■ WHAT IS EXPECTED
List every road designation that appears in the Colorado State Highway 183 text below, including SH 183 itself.

Route information
- Maintained by CDOT
- Length: 1.000 mi (1.609 km)

Major junctions
- South end: CR HH in Fort Lyon
- North end: US 50 east of Las Animas

Location
- Country: United States
- State: Colorado
- Counties: Bent

Highway system
- Colorado State Highway System; Interstate; US; State; Scenic;
| ← SH 177 |  | → SH 184 |

= Colorado State Highway 183 =

State highway in Colorado, United States

State Highway 183 (SH 183) is a highway in Bent County, Colorado. SH 183's southern terminus is at County Route HH (CR HH) near Fort Lyon, and the northern terminus is at U.S. Route 50 (US 50) east of Las Animas.

■ THE DATA

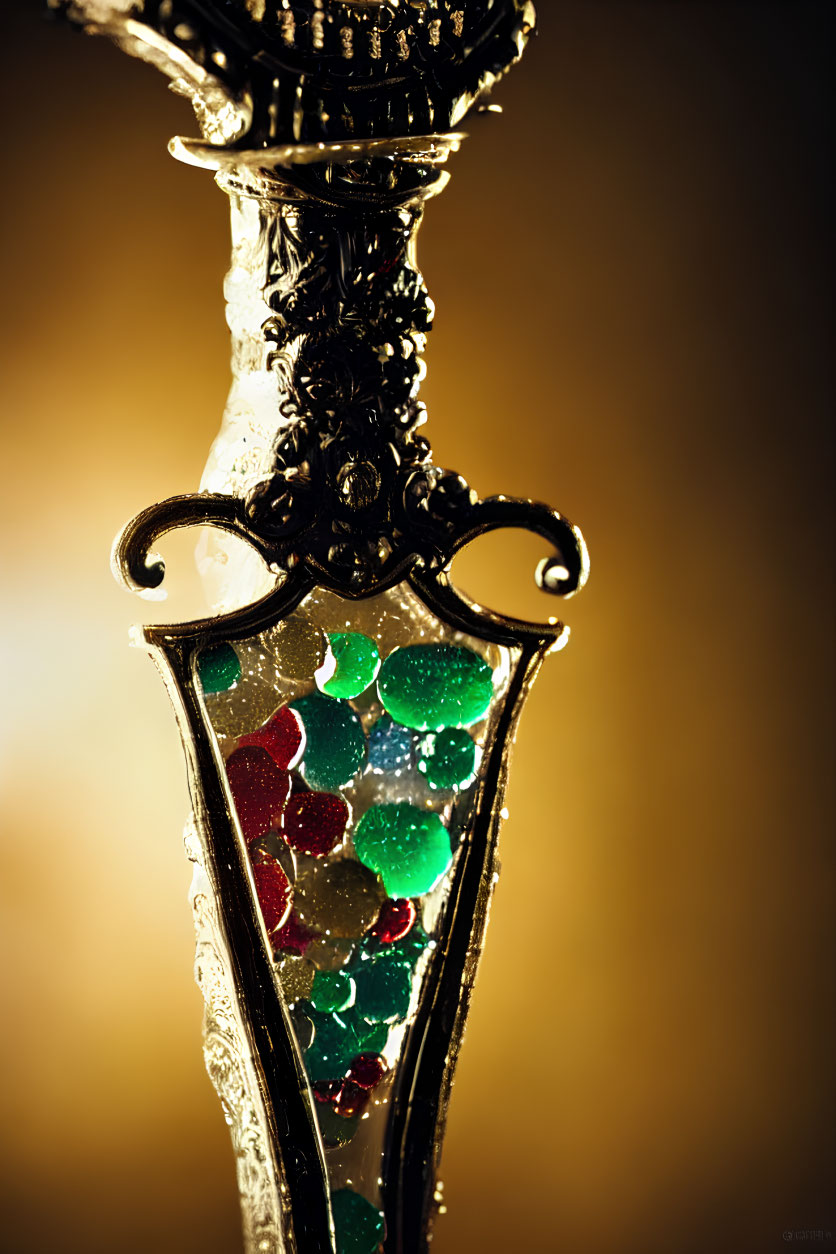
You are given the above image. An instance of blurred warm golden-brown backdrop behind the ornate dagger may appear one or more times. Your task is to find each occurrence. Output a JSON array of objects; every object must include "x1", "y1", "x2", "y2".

■ SOLUTION TO THIS PROBLEM
- SH 183 (State Highway 183)
- CR HH (County Route HH)
- US 50 (U.S. Route 50)
- SH 177
- SH 184